→ What to produce:
Format the material from its first line through the line containing "point(204, 806)" as a JSON list of strings, one string per line, leaving out any blank lines.

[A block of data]
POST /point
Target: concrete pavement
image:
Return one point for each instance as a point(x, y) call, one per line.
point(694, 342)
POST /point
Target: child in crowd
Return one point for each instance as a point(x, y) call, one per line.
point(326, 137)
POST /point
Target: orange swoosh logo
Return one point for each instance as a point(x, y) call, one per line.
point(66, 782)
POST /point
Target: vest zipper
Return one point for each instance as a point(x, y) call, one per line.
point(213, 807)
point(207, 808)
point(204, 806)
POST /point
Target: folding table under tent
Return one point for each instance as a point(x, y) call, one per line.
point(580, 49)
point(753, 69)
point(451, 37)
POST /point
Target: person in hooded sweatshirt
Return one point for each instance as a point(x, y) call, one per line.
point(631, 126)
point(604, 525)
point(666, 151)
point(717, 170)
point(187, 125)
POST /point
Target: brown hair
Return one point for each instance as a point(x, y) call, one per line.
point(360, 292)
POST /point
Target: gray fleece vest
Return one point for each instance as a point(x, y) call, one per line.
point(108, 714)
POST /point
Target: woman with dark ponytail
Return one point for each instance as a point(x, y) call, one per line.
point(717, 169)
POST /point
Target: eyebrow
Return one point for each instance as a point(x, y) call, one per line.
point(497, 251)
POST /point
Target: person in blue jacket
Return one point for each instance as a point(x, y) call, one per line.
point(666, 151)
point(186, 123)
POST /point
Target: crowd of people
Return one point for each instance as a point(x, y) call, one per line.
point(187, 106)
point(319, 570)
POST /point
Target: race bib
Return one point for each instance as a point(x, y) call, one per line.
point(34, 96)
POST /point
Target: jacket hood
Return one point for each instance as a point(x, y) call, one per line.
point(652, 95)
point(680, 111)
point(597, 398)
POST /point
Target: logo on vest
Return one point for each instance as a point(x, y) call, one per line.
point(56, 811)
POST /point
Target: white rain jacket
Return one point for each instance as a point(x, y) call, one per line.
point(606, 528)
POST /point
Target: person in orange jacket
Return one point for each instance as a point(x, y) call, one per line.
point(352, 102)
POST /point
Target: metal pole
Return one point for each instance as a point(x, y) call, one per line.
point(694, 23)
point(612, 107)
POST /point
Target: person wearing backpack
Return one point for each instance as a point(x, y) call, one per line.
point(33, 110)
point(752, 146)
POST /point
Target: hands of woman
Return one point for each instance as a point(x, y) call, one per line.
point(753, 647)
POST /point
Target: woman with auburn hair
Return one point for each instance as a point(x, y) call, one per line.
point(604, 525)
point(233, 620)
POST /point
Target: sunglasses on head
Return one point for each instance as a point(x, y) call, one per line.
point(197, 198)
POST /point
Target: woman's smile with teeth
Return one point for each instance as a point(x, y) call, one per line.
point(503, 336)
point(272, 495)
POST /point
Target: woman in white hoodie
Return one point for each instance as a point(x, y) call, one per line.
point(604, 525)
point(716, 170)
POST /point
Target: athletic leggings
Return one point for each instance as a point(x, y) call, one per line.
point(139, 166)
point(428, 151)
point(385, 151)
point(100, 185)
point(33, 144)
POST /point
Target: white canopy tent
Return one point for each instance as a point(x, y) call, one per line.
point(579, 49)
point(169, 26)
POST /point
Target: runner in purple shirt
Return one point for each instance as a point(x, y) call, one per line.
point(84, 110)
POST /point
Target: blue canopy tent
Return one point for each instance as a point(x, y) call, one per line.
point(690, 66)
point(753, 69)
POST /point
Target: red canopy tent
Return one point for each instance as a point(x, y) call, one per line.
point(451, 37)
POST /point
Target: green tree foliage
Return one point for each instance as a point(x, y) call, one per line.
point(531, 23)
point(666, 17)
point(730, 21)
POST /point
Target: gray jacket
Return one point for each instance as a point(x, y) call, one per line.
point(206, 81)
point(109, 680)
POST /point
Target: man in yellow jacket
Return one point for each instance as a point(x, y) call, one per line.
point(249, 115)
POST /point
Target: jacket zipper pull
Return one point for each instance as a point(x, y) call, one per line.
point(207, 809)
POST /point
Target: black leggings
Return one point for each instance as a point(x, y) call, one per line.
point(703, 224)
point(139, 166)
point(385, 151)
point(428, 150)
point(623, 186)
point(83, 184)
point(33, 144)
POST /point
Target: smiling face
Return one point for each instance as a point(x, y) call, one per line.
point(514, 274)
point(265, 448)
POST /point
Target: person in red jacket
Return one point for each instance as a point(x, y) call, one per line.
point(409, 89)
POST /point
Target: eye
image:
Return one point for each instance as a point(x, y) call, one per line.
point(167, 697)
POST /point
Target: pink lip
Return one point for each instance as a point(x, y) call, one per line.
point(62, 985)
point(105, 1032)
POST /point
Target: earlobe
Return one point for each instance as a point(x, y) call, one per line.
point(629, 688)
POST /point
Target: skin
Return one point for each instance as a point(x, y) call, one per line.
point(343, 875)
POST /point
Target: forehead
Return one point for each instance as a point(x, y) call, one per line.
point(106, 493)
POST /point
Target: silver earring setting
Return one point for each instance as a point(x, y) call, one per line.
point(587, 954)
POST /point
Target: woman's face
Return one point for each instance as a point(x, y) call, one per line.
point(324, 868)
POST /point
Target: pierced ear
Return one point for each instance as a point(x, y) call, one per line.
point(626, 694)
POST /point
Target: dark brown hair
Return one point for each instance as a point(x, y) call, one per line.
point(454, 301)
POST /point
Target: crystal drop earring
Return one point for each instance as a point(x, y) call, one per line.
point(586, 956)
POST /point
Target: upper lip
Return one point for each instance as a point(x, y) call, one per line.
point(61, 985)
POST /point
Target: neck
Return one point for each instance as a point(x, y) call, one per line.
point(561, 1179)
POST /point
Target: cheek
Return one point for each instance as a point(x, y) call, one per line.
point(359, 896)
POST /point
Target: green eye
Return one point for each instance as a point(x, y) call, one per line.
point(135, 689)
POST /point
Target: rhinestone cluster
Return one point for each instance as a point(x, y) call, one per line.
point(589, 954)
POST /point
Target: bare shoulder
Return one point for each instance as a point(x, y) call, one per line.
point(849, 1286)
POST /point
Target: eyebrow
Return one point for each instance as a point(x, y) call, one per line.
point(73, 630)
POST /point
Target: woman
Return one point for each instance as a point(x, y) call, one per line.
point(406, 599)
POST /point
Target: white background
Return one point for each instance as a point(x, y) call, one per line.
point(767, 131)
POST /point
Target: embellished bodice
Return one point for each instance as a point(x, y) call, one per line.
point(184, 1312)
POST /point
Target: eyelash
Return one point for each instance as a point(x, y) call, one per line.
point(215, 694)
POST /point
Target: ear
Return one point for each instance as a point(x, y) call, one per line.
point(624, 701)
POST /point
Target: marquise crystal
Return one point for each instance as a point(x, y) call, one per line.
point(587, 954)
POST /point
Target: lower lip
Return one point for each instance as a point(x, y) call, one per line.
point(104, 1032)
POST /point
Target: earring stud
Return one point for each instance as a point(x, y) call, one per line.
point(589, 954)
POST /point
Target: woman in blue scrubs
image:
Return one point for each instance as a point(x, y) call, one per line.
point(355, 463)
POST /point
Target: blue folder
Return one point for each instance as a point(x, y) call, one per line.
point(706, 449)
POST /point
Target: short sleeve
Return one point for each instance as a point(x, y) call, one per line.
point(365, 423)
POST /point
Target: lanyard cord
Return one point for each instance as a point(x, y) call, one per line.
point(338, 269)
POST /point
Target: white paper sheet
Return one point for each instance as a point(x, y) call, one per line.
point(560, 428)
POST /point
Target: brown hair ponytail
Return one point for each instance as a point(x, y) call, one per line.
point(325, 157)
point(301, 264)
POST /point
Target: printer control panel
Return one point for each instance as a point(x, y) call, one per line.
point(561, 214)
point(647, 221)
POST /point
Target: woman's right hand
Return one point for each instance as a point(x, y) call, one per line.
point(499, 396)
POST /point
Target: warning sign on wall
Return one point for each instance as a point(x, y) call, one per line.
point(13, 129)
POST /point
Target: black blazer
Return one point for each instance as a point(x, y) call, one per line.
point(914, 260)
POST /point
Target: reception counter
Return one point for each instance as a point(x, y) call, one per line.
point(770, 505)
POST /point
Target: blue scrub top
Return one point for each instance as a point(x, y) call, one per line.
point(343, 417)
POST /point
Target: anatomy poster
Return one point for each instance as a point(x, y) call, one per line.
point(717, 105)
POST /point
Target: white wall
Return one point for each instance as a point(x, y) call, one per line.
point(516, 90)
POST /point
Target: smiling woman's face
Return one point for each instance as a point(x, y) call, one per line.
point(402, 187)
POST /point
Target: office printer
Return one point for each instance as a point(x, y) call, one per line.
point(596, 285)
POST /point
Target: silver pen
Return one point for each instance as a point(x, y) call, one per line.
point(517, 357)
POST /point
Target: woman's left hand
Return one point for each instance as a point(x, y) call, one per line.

→ Complete answer:
[
  "POST /point",
  "Target: concrete pavement",
  "image:",
  "Return one point for each instance as a point(x, y) call, one per line.",
  "point(694, 342)",
  "POST /point",
  "Target: child in crowd",
  "Return one point for each instance as a point(x, y) call, one per line.",
  "point(326, 137)",
  "POST /point",
  "Target: orange swoosh logo",
  "Return one point for each instance as a point(x, y) call, one per line.",
  "point(66, 782)",
  "POST /point",
  "Target: vest zipper",
  "Return one point for each instance as a point(x, y) call, one per line.",
  "point(213, 807)",
  "point(207, 808)",
  "point(204, 806)"
]